◆ **BRIEF A**
Could you print the lines of the records starting at the line that contains "target: <item>fan blade</item>" and ending at the line that contains "37], [83, 36]]", with both of those lines included?

◆ **TEXT SEGMENT**
No, just kidding, ha ha. Actually I am writing because I saw a very strange thing on Wednesday night and I though I'd better tell you about it. I don't know if you have copyrighted characters like Edith Anne and Ernestine, but if you have, I think you may have ground for a hefty lawsuit.
Have you ever heard of Patti Smith? Well, she is a new comedienne who opened at the Boarding House on Wednesday night. I know that 'imitation is the sincerest form of flattery', but I think this Patti Smith has gone too far. She is doing your act.
Not all of it, actually, but quite a lot. The backbone of her show is an imitation of your character Sister Boogie Woman (note: a Tomlin takeoff on hysterical black gospel preachers of the Baptist/Pentecostal variety). Oh, this Patti Smith does more conventional impressions - you know, Mick Jagger, Bob Dylan, Richard Nixon, Tarzan - but they are 'real people'. Sister Boogie Woman is your invention.

◆ **DATA TO PROCESS**

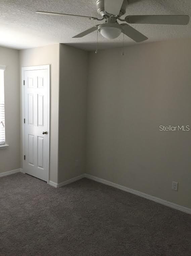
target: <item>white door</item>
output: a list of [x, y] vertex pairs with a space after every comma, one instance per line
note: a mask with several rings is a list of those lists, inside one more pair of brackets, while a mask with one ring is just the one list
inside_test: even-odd
[[47, 181], [49, 65], [23, 68], [25, 84], [23, 94], [25, 118], [24, 171], [26, 173]]

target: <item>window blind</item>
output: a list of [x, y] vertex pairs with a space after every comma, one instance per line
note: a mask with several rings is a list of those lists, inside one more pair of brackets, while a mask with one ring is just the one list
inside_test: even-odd
[[0, 65], [0, 145], [5, 143], [5, 103], [4, 101], [4, 70]]

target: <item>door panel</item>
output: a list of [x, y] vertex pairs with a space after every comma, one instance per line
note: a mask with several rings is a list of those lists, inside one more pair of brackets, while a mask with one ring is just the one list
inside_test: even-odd
[[24, 72], [25, 124], [24, 170], [47, 181], [48, 159], [48, 69]]

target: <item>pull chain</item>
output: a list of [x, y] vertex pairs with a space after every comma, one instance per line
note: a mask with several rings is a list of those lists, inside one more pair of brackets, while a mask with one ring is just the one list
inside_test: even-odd
[[98, 50], [98, 28], [97, 28], [97, 47], [95, 51], [96, 53], [97, 53], [97, 51]]
[[123, 47], [122, 47], [122, 56], [124, 56], [125, 55], [124, 52], [124, 33], [123, 33]]

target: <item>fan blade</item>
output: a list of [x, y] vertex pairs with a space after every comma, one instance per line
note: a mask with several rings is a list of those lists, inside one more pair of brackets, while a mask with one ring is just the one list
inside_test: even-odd
[[84, 36], [85, 35], [88, 35], [88, 34], [89, 34], [92, 32], [93, 32], [95, 30], [97, 30], [97, 27], [99, 25], [99, 24], [98, 25], [96, 25], [95, 26], [94, 26], [94, 27], [92, 27], [92, 28], [89, 28], [89, 29], [87, 29], [87, 30], [85, 30], [85, 31], [84, 31], [83, 32], [82, 32], [81, 33], [78, 34], [78, 35], [76, 35], [73, 36], [73, 38], [82, 37], [83, 36]]
[[76, 15], [75, 14], [67, 14], [67, 13], [60, 13], [57, 12], [49, 12], [47, 11], [35, 11], [36, 13], [40, 13], [40, 14], [48, 14], [49, 15], [57, 15], [58, 16], [62, 16], [62, 15], [69, 15], [69, 16], [76, 16], [77, 17], [85, 17], [86, 18], [94, 18], [95, 19], [97, 19], [97, 18], [94, 18], [94, 17], [92, 17], [89, 16], [83, 16], [82, 15]]
[[190, 18], [188, 15], [132, 15], [125, 20], [130, 24], [164, 24], [187, 25]]
[[121, 25], [123, 26], [122, 32], [137, 42], [142, 42], [148, 39], [145, 35], [128, 24], [124, 23]]
[[118, 15], [123, 0], [104, 0], [104, 9], [107, 12]]

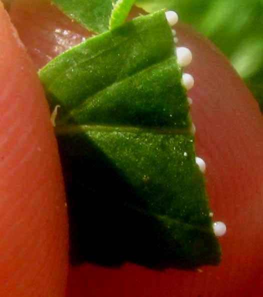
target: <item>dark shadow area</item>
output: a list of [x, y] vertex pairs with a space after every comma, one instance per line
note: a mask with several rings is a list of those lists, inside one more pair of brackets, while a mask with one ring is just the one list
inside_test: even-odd
[[200, 232], [196, 236], [194, 230], [192, 237], [191, 231], [188, 233], [186, 242], [198, 239], [190, 245], [195, 251], [191, 255], [174, 239], [172, 226], [168, 228], [146, 214], [144, 210], [148, 206], [140, 194], [86, 136], [58, 139], [68, 199], [72, 264], [118, 267], [128, 261], [158, 270], [216, 264], [212, 258], [206, 259], [210, 255], [209, 244], [216, 244], [210, 235]]

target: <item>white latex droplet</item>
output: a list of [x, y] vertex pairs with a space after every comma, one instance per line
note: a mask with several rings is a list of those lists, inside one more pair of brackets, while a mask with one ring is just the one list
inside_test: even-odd
[[182, 77], [182, 83], [186, 90], [190, 90], [194, 86], [194, 80], [191, 74], [184, 73]]
[[213, 229], [216, 236], [222, 236], [226, 232], [226, 226], [222, 222], [215, 222], [213, 224]]
[[166, 12], [166, 19], [169, 24], [172, 27], [174, 26], [178, 21], [178, 15], [172, 10], [168, 10]]
[[199, 157], [196, 157], [196, 163], [199, 166], [200, 170], [204, 173], [206, 172], [206, 163], [202, 159], [199, 158]]
[[192, 123], [192, 127], [191, 129], [191, 132], [192, 132], [192, 134], [193, 135], [194, 135], [196, 134], [196, 126], [194, 125], [194, 123]]
[[192, 61], [192, 53], [187, 47], [176, 47], [176, 54], [178, 64], [180, 67], [188, 66]]
[[190, 105], [192, 105], [192, 99], [190, 98], [189, 98], [189, 97], [187, 98], [187, 100], [188, 101], [188, 103], [189, 103]]

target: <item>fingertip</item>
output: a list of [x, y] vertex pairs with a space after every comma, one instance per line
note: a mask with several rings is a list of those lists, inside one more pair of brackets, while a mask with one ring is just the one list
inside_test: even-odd
[[68, 219], [56, 138], [35, 68], [0, 6], [0, 296], [62, 297]]

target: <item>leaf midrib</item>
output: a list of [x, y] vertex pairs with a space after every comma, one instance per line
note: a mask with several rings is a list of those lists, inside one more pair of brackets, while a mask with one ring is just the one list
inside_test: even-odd
[[191, 135], [190, 129], [188, 128], [171, 128], [162, 127], [152, 128], [146, 126], [104, 126], [103, 125], [58, 125], [56, 128], [56, 133], [58, 135], [77, 134], [81, 132], [124, 132], [130, 133], [150, 133], [156, 135]]

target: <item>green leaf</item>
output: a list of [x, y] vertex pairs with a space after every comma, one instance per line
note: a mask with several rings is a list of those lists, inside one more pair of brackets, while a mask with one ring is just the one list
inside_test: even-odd
[[56, 119], [73, 262], [215, 265], [204, 178], [164, 11], [93, 37], [40, 72]]
[[112, 5], [116, 0], [52, 0], [65, 14], [93, 32], [108, 30]]
[[176, 11], [180, 20], [191, 24], [229, 58], [262, 108], [262, 0], [138, 0], [136, 4], [148, 12]]
[[118, 0], [110, 20], [110, 28], [114, 29], [124, 23], [136, 0]]
[[102, 33], [122, 24], [135, 0], [52, 0], [70, 18], [88, 30]]

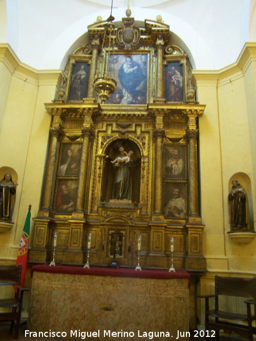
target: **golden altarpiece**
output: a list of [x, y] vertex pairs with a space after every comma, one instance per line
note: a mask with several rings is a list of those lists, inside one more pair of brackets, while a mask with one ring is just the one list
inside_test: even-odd
[[[142, 267], [165, 268], [173, 237], [175, 267], [204, 271], [198, 120], [205, 106], [195, 99], [187, 55], [160, 20], [108, 25], [88, 27], [90, 43], [69, 56], [58, 99], [45, 104], [52, 120], [29, 261], [50, 261], [57, 232], [57, 262], [84, 264], [91, 234], [90, 263], [108, 266], [115, 254], [119, 266], [135, 267], [140, 236]], [[94, 83], [104, 73], [116, 88], [102, 100]], [[130, 161], [115, 162], [118, 154]]]

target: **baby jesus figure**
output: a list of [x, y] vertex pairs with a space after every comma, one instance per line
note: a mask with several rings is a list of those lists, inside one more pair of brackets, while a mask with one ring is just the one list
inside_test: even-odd
[[114, 160], [113, 161], [111, 161], [112, 164], [115, 164], [115, 167], [118, 167], [119, 166], [119, 164], [121, 163], [125, 163], [125, 164], [127, 164], [128, 162], [130, 162], [131, 156], [133, 155], [133, 151], [132, 150], [130, 150], [129, 152], [127, 153], [126, 151], [124, 152], [124, 153], [126, 154], [126, 156], [123, 156], [121, 157], [121, 156], [118, 156], [118, 157], [116, 157]]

◆ **BRIEF B**
Could you output the passage of the text about Patti Smith's comedy act word for word, starting at "Have you ever" and ending at "is your invention."?

◆ **COMPLETE OUTPUT A**
target: <item>fan blade</item>
output: a list of [x, y] vertex pairs with a space after every comma, one instance per line
note: a mask with several rings is a list of those lists, inside one more pair of brackets, while a mask with one ring is just the one list
inside_test: even-odd
[[84, 36], [85, 35], [88, 35], [88, 34], [89, 34], [92, 32], [93, 32], [95, 30], [97, 30], [97, 27], [99, 25], [99, 24], [98, 25], [96, 25], [95, 26], [94, 26], [94, 27], [92, 27], [92, 28], [89, 28], [89, 29], [87, 29], [87, 30], [85, 30], [85, 31], [84, 31], [83, 32], [82, 32], [81, 33], [78, 34], [78, 35], [76, 35], [73, 36], [73, 38], [82, 37], [83, 36]]

◆ **COMPLETE OUTPUT B**
Have you ever heard of Patti Smith? Well, she is a new comedienne who opened at the Boarding House on Wednesday night. I know that 'imitation is the sincerest form of flattery', but I think this Patti Smith has gone too far. She is doing your act.
Not all of it, actually, but quite a lot. The backbone of her show is an imitation of your character Sister Boogie Woman (note: a Tomlin takeoff on hysterical black gospel preachers of the Baptist/Pentecostal variety). Oh, this Patti Smith does more conventional impressions - you know, Mick Jagger, Bob Dylan, Richard Nixon, Tarzan - but they are 'real people'. Sister Boogie Woman is your invention.